» Short task
Pick out each line in the listing below that contains the word "hillside" and copy those lines.
>> Start
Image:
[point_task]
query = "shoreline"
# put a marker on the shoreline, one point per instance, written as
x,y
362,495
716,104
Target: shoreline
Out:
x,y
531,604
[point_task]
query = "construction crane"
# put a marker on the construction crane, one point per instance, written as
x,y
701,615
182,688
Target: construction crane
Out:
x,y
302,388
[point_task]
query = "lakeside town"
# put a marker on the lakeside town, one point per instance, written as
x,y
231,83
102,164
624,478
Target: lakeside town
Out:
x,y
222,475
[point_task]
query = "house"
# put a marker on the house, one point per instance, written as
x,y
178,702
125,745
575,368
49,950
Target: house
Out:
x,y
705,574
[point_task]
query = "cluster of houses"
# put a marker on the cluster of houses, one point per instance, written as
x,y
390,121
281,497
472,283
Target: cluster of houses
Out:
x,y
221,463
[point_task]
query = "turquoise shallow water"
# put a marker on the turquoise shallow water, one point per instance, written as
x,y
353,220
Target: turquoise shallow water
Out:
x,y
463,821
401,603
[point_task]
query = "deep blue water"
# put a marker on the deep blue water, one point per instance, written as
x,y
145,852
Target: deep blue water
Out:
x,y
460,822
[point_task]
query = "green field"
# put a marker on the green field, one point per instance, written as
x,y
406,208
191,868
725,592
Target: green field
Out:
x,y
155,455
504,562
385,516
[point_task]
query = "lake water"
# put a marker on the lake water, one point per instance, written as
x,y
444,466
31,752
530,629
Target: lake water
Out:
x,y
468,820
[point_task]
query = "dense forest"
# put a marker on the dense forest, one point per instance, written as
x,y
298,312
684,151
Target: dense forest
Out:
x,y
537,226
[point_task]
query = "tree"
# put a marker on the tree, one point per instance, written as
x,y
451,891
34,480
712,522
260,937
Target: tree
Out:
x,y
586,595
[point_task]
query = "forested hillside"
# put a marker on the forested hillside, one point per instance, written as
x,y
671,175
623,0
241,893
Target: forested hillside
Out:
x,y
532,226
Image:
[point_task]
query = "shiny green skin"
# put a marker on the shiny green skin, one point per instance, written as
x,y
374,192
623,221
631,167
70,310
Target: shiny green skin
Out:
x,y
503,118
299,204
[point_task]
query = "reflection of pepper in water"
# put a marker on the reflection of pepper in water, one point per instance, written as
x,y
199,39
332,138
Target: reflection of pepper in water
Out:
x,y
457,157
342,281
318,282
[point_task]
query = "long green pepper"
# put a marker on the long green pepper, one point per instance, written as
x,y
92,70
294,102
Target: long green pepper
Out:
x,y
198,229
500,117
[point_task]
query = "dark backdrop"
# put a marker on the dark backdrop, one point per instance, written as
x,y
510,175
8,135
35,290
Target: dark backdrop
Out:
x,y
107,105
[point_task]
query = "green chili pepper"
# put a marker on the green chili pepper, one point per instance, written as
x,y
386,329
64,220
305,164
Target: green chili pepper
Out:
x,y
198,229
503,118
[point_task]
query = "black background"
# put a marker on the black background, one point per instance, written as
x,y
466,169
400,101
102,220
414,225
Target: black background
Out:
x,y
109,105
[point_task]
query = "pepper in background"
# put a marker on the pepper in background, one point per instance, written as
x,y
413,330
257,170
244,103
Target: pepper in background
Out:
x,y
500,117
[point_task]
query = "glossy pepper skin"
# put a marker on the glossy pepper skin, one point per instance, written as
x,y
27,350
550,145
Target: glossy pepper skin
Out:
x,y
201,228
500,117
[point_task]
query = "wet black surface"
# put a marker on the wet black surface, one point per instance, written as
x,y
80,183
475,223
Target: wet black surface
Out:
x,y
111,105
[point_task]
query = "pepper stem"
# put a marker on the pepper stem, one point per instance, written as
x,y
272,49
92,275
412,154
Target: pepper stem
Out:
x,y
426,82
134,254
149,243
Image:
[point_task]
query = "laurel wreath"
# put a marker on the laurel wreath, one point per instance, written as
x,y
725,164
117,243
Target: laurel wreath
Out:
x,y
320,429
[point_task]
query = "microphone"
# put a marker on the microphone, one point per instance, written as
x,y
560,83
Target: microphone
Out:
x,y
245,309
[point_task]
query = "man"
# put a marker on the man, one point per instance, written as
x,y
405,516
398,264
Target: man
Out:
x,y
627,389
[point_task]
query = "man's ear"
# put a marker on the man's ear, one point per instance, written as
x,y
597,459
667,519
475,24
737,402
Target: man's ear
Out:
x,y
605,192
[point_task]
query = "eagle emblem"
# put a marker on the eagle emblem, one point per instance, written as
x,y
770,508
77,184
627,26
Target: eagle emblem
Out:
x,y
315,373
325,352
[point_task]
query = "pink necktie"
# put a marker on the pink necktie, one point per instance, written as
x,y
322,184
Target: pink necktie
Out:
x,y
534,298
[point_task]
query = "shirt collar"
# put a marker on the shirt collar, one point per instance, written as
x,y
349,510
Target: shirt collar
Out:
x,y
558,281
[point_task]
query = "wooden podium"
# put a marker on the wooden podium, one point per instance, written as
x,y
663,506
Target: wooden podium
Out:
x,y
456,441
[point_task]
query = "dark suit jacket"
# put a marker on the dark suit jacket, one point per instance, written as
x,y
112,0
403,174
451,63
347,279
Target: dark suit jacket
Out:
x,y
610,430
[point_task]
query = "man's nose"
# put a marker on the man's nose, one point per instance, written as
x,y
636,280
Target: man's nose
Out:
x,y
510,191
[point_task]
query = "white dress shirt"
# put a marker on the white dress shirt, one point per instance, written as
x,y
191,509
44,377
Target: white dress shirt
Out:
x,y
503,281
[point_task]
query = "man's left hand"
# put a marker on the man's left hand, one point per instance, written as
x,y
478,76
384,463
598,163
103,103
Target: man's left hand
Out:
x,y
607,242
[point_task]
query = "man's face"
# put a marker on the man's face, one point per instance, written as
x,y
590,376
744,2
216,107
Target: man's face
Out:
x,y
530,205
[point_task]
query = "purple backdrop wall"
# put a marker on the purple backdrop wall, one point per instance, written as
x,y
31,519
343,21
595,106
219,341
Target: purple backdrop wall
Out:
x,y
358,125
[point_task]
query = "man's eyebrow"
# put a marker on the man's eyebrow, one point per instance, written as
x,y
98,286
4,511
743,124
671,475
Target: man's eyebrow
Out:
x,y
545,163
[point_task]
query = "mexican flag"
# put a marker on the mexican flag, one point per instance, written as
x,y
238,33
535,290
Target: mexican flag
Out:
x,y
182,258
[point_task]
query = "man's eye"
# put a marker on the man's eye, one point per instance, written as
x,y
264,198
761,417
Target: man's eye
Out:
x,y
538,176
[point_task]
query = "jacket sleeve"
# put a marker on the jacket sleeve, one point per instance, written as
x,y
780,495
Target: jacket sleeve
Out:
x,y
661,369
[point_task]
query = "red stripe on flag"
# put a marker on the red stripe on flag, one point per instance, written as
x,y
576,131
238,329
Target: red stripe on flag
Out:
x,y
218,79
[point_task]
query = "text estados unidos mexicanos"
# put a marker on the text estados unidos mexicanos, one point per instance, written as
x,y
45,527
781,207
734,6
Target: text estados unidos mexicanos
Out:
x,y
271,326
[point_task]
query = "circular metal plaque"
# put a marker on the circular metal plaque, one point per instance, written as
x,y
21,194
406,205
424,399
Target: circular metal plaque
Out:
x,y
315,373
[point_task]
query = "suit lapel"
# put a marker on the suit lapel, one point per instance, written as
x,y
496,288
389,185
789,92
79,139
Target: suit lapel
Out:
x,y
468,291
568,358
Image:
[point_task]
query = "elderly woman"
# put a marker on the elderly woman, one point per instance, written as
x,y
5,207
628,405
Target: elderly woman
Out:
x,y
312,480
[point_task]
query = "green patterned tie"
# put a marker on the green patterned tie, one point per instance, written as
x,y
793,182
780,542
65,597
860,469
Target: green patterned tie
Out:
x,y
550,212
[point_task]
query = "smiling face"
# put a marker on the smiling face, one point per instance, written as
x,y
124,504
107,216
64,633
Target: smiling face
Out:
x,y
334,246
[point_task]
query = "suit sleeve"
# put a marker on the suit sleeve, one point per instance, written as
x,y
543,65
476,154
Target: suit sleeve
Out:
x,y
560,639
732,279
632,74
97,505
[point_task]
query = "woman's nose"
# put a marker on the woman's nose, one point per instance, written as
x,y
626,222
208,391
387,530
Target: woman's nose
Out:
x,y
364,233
>> End
» Exercise response
query = "forested hillside"
# put a marker on the forested hillside, one point per instance, written as
Target: forested hillside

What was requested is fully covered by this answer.